PROBLEM | Please gather every line in the entries below that contains the string "short", copying each such line in full. Case counts.

ENTRIES |
▬▬▬▬▬▬▬▬▬▬
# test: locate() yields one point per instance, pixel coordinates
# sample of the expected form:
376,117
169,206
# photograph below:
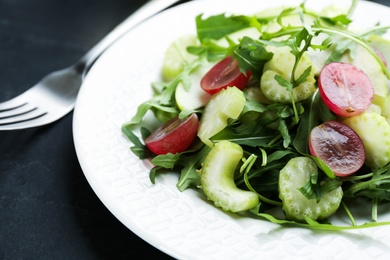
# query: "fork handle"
149,9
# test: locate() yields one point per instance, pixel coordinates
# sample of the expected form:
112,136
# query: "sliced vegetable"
345,89
228,103
295,175
225,73
282,64
194,97
176,55
374,131
174,136
338,146
217,178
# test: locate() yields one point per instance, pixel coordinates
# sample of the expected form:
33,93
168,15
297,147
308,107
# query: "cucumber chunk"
195,97
227,103
176,55
374,131
217,178
295,175
282,64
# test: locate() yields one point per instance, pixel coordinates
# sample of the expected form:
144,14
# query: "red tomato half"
345,89
175,136
225,73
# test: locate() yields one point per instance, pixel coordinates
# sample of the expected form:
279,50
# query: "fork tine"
21,114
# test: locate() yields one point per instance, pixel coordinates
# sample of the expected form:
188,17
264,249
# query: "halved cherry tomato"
225,73
175,136
338,146
345,89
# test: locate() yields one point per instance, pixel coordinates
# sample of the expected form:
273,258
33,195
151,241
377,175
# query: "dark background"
47,208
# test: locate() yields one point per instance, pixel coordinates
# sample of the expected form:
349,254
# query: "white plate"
184,225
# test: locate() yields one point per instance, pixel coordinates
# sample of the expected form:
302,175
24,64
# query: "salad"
284,114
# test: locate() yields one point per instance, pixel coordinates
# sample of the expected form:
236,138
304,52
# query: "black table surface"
47,208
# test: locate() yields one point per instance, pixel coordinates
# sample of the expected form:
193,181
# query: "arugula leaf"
189,176
251,55
218,26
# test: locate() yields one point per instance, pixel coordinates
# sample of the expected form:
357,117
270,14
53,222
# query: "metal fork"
55,95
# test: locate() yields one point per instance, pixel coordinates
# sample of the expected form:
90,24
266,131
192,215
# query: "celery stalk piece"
217,178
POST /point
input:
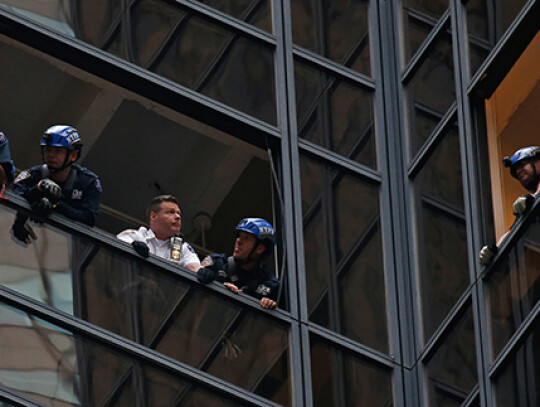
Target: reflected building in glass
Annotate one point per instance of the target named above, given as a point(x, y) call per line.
point(365, 131)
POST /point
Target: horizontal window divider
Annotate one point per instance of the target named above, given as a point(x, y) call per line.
point(365, 352)
point(226, 20)
point(515, 341)
point(17, 399)
point(433, 140)
point(511, 239)
point(421, 52)
point(110, 241)
point(508, 49)
point(340, 161)
point(132, 349)
point(333, 68)
point(136, 79)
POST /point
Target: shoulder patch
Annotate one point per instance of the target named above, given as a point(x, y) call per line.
point(22, 176)
point(208, 261)
point(98, 185)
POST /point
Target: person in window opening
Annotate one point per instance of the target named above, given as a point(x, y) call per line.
point(163, 238)
point(525, 167)
point(7, 169)
point(58, 184)
point(243, 272)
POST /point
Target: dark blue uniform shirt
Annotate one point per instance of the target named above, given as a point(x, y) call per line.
point(81, 192)
point(258, 282)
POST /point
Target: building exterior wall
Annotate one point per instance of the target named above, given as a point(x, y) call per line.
point(367, 118)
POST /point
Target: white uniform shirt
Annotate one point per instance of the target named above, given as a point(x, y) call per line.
point(161, 248)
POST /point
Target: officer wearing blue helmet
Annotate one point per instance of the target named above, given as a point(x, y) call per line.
point(58, 184)
point(7, 169)
point(243, 272)
point(525, 167)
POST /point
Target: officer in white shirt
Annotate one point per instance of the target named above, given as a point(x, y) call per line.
point(163, 238)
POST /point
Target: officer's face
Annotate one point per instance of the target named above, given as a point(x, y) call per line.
point(525, 172)
point(243, 246)
point(167, 221)
point(55, 157)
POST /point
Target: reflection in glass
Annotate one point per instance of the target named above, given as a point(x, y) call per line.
point(487, 21)
point(343, 254)
point(335, 114)
point(150, 306)
point(177, 44)
point(255, 12)
point(335, 29)
point(442, 239)
point(59, 368)
point(518, 382)
point(431, 92)
point(451, 372)
point(341, 379)
point(514, 287)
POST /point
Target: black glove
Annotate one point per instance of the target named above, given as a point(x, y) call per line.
point(141, 248)
point(22, 231)
point(51, 190)
point(205, 275)
point(42, 207)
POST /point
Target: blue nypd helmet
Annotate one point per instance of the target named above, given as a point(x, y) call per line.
point(531, 153)
point(261, 229)
point(62, 136)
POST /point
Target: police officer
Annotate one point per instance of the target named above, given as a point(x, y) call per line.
point(243, 271)
point(7, 169)
point(525, 167)
point(163, 238)
point(58, 184)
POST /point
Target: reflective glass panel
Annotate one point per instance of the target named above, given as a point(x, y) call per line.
point(206, 169)
point(255, 12)
point(176, 43)
point(340, 378)
point(442, 234)
point(150, 306)
point(487, 21)
point(335, 114)
point(419, 18)
point(518, 381)
point(343, 254)
point(431, 92)
point(451, 372)
point(335, 29)
point(514, 287)
point(57, 367)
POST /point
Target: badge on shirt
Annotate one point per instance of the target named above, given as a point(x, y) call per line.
point(76, 194)
point(98, 185)
point(207, 261)
point(22, 176)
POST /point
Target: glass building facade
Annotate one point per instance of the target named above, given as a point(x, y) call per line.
point(359, 128)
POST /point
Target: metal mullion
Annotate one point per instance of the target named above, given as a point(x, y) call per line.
point(219, 58)
point(367, 174)
point(333, 67)
point(127, 347)
point(447, 325)
point(416, 164)
point(230, 23)
point(515, 341)
point(417, 59)
point(363, 351)
point(505, 52)
point(17, 399)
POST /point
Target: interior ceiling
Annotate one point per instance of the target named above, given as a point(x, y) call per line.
point(138, 148)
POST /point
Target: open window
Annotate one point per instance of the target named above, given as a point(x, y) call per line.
point(513, 121)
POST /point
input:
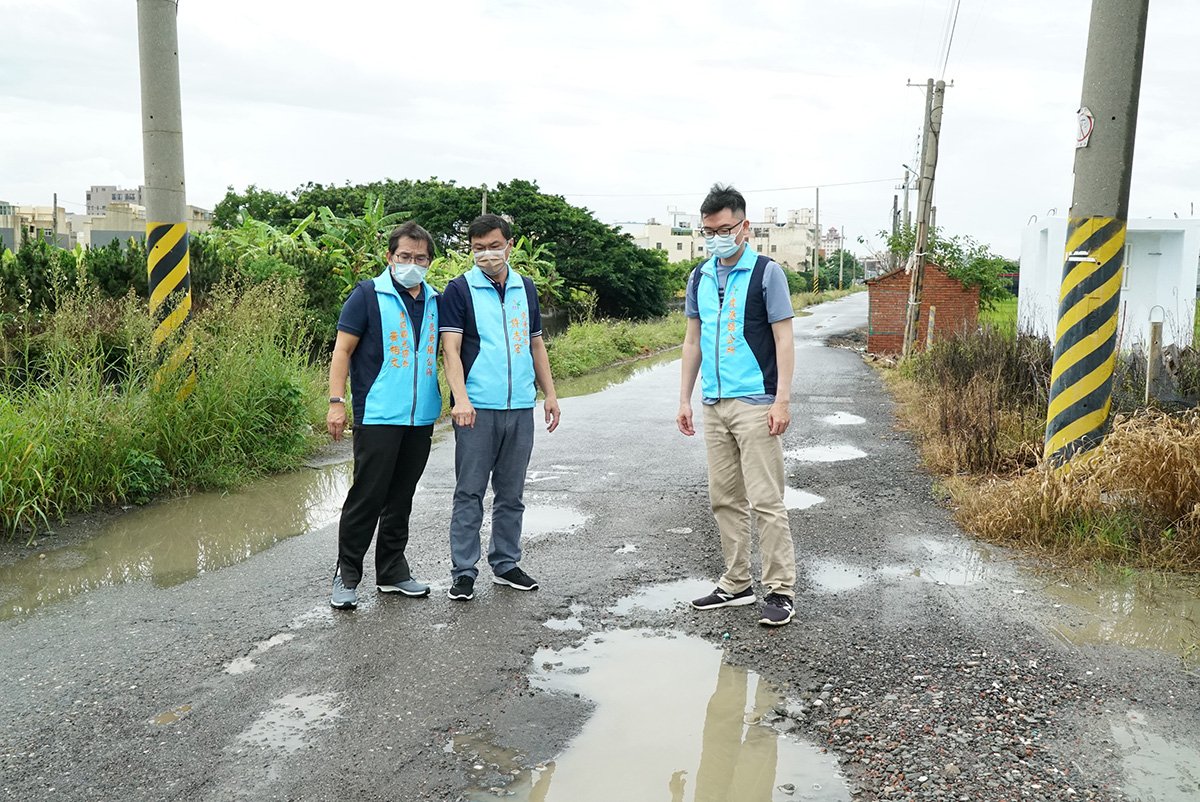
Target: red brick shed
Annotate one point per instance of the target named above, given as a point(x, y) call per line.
point(958, 307)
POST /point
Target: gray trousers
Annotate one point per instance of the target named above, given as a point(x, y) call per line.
point(496, 449)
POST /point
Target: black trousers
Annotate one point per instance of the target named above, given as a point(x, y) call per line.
point(388, 462)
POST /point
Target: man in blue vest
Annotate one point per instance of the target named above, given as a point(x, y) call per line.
point(739, 341)
point(495, 360)
point(387, 340)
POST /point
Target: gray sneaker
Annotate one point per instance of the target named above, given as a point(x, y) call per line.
point(408, 587)
point(345, 598)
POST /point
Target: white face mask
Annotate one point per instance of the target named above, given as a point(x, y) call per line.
point(490, 262)
point(408, 275)
point(723, 245)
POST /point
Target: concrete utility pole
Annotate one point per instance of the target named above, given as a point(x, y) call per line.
point(1085, 340)
point(934, 101)
point(816, 259)
point(162, 148)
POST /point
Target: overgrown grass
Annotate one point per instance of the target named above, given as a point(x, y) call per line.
point(83, 423)
point(586, 347)
point(977, 405)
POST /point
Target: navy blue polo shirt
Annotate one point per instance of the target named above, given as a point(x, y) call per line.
point(456, 313)
point(360, 317)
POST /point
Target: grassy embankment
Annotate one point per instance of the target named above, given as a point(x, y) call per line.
point(83, 424)
point(977, 406)
point(586, 347)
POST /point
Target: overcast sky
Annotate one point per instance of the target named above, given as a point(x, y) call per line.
point(624, 106)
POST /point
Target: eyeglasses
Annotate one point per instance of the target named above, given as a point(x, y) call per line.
point(724, 231)
point(405, 257)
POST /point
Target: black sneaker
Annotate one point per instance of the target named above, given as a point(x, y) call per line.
point(463, 588)
point(719, 598)
point(777, 610)
point(517, 579)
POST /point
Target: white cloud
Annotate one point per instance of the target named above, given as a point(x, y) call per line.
point(625, 99)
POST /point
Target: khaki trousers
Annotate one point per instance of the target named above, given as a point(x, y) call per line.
point(745, 472)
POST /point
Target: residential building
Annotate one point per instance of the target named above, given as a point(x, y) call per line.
point(789, 243)
point(1159, 279)
point(100, 196)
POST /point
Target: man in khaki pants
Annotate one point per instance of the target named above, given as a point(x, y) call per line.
point(739, 341)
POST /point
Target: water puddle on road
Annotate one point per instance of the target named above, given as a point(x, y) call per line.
point(603, 379)
point(173, 542)
point(940, 562)
point(660, 598)
point(546, 519)
point(292, 722)
point(841, 419)
point(1137, 615)
point(660, 732)
point(1156, 770)
point(246, 663)
point(796, 498)
point(826, 454)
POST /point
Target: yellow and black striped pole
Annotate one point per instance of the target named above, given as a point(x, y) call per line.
point(1085, 340)
point(1086, 334)
point(162, 147)
point(171, 301)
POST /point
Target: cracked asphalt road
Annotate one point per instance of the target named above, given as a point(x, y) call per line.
point(928, 664)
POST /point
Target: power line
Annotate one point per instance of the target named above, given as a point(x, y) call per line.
point(949, 41)
point(693, 192)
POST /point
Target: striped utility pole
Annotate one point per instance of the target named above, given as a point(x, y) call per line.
point(162, 147)
point(1085, 339)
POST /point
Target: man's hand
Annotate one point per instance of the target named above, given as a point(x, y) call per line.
point(778, 418)
point(463, 413)
point(683, 420)
point(335, 420)
point(552, 413)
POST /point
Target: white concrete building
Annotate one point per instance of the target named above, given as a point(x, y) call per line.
point(790, 243)
point(1162, 270)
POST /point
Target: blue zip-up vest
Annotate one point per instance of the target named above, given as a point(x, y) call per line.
point(736, 342)
point(502, 376)
point(406, 393)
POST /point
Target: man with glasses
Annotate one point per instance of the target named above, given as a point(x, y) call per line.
point(495, 357)
point(739, 342)
point(387, 341)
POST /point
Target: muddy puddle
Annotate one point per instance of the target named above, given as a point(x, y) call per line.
point(292, 722)
point(795, 498)
point(841, 419)
point(175, 540)
point(826, 454)
point(1156, 768)
point(660, 598)
point(936, 561)
point(1139, 615)
point(603, 379)
point(658, 732)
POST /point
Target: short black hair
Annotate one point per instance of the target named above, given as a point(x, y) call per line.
point(485, 225)
point(412, 231)
point(723, 196)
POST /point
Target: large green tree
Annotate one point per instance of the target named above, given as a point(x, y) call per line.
point(589, 255)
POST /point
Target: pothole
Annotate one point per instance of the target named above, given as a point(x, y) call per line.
point(826, 454)
point(292, 722)
point(795, 498)
point(661, 732)
point(1139, 616)
point(660, 598)
point(1156, 768)
point(841, 419)
point(246, 663)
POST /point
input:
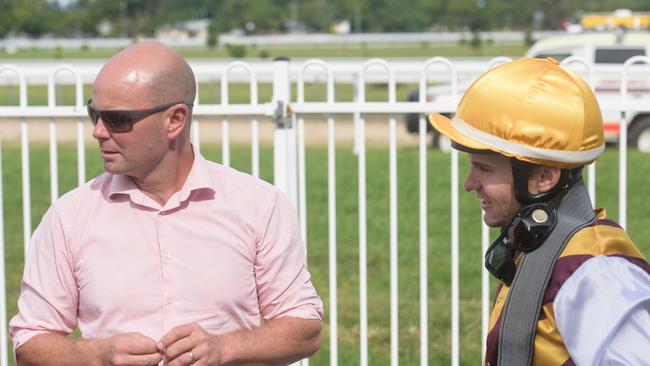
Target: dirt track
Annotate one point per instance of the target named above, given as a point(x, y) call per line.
point(239, 130)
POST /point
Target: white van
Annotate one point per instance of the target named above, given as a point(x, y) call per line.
point(607, 52)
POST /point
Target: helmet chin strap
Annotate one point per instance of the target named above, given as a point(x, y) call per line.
point(520, 173)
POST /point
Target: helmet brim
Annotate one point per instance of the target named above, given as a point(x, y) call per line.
point(459, 141)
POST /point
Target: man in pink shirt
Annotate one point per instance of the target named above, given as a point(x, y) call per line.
point(166, 256)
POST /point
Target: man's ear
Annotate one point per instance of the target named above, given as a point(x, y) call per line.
point(543, 178)
point(178, 120)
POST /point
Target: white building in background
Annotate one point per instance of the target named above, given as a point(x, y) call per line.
point(195, 31)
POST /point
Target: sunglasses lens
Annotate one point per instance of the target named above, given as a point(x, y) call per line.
point(116, 121)
point(92, 114)
point(499, 261)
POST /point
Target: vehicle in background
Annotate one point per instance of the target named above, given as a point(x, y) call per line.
point(607, 52)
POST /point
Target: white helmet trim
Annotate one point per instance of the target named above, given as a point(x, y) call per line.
point(524, 150)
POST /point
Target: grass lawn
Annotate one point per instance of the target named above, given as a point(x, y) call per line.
point(347, 235)
point(424, 50)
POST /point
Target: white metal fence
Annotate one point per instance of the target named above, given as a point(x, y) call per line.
point(288, 115)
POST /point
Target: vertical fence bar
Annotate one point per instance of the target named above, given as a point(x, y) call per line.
point(4, 360)
point(27, 204)
point(54, 175)
point(424, 271)
point(255, 135)
point(331, 224)
point(225, 131)
point(331, 200)
point(81, 153)
point(455, 303)
point(394, 300)
point(360, 144)
point(24, 156)
point(394, 270)
point(284, 138)
point(424, 297)
point(81, 146)
point(622, 141)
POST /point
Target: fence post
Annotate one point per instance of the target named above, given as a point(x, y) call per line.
point(284, 140)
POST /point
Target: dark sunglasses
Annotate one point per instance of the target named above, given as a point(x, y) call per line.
point(500, 260)
point(122, 120)
point(525, 233)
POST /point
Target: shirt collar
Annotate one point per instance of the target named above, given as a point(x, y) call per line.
point(199, 179)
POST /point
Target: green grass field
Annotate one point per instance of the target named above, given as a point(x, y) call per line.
point(347, 243)
point(424, 50)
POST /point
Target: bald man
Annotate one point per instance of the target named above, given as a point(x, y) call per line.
point(166, 257)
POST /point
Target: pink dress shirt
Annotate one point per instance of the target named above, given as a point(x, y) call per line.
point(225, 252)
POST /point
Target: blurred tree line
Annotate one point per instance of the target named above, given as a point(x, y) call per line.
point(130, 18)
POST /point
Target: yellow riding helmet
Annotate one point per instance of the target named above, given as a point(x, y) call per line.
point(530, 109)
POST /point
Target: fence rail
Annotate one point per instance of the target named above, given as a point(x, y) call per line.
point(288, 115)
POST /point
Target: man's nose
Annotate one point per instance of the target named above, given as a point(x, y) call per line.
point(470, 183)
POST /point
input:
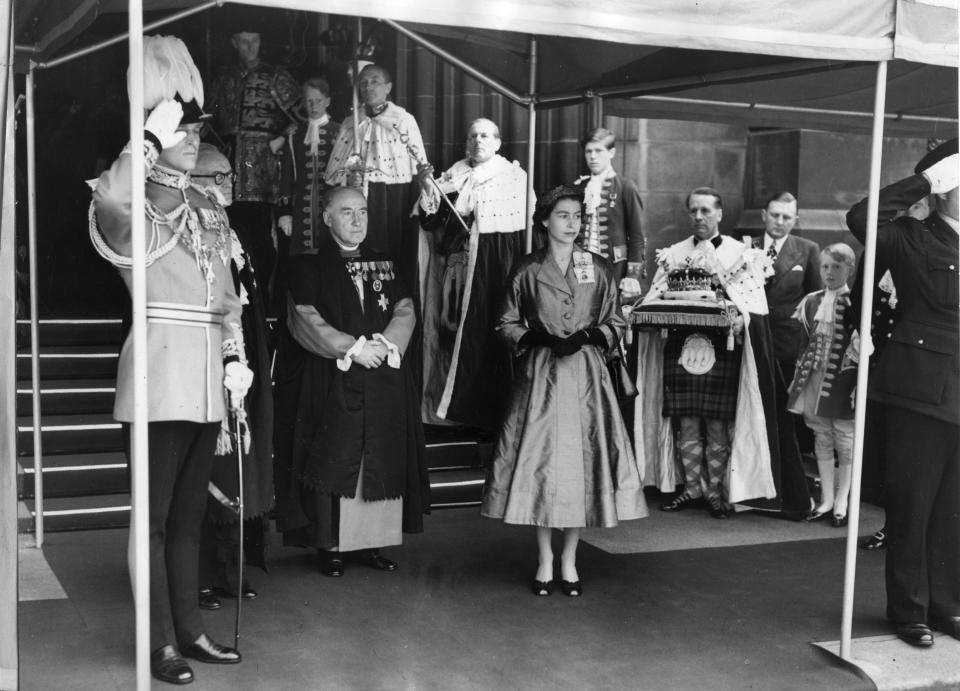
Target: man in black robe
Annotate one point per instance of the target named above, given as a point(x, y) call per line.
point(349, 449)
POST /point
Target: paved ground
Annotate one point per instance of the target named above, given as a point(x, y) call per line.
point(458, 613)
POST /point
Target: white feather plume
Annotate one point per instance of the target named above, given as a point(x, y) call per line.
point(168, 70)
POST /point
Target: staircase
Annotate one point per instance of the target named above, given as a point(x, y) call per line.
point(85, 481)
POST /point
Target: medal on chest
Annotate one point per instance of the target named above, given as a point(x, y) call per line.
point(583, 267)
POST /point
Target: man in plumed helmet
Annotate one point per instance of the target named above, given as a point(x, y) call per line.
point(253, 104)
point(916, 380)
point(195, 352)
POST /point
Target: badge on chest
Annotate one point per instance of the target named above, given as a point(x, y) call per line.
point(583, 267)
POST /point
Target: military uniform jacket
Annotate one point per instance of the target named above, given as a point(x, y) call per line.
point(193, 311)
point(302, 184)
point(919, 367)
point(251, 108)
point(796, 273)
point(619, 235)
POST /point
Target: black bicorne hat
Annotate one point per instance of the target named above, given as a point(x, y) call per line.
point(948, 148)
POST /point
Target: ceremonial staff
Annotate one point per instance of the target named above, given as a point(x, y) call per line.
point(240, 416)
point(415, 153)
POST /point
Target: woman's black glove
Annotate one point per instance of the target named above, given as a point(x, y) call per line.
point(541, 338)
point(571, 344)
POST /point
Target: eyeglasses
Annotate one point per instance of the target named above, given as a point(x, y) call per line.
point(219, 177)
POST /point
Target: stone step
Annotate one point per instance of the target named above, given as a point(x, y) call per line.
point(66, 396)
point(71, 362)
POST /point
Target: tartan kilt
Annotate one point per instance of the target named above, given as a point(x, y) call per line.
point(712, 395)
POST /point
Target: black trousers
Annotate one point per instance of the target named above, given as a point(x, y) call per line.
point(181, 457)
point(923, 516)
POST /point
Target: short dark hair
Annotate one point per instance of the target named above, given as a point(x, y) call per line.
point(331, 195)
point(387, 77)
point(319, 84)
point(785, 197)
point(707, 191)
point(599, 134)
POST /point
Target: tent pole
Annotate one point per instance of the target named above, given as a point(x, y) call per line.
point(9, 573)
point(866, 347)
point(140, 512)
point(531, 142)
point(596, 110)
point(457, 62)
point(34, 316)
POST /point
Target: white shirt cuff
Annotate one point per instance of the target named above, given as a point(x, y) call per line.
point(393, 357)
point(343, 364)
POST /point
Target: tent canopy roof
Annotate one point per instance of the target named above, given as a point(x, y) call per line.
point(701, 56)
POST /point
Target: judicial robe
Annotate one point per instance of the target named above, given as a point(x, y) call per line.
point(334, 424)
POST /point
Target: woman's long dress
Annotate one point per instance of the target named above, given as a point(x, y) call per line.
point(563, 458)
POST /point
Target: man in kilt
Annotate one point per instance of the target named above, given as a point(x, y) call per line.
point(707, 377)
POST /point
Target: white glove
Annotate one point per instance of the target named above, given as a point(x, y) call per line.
point(944, 175)
point(629, 288)
point(237, 378)
point(163, 122)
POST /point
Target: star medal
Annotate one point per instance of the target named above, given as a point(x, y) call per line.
point(583, 267)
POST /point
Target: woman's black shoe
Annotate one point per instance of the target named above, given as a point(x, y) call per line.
point(683, 501)
point(205, 650)
point(168, 666)
point(373, 559)
point(876, 541)
point(542, 588)
point(331, 564)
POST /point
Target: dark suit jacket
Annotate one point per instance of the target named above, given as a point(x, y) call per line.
point(796, 272)
point(919, 367)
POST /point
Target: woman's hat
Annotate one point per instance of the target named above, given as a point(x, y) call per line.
point(546, 202)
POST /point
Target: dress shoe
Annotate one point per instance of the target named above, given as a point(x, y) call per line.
point(876, 541)
point(331, 564)
point(948, 625)
point(205, 650)
point(208, 600)
point(246, 593)
point(918, 635)
point(542, 588)
point(373, 559)
point(681, 502)
point(716, 508)
point(167, 665)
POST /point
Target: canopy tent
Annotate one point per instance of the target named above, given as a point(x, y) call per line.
point(809, 62)
point(720, 62)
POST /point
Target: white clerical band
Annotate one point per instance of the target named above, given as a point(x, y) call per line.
point(343, 364)
point(393, 357)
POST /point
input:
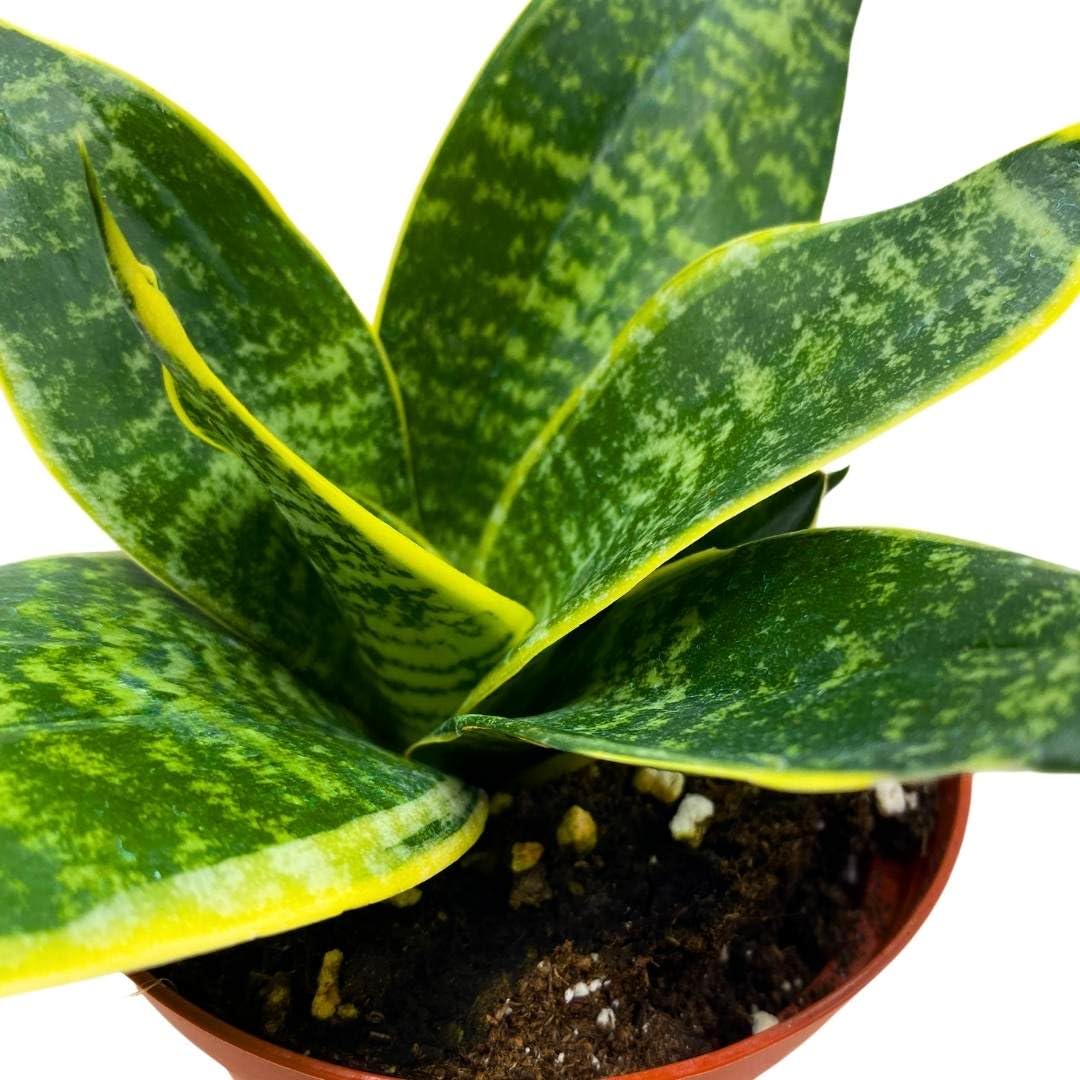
▬▬▬▬▬▬▬▬▬▬
CORRECT ANSWER |
Target: short black hair
Target: short dark hair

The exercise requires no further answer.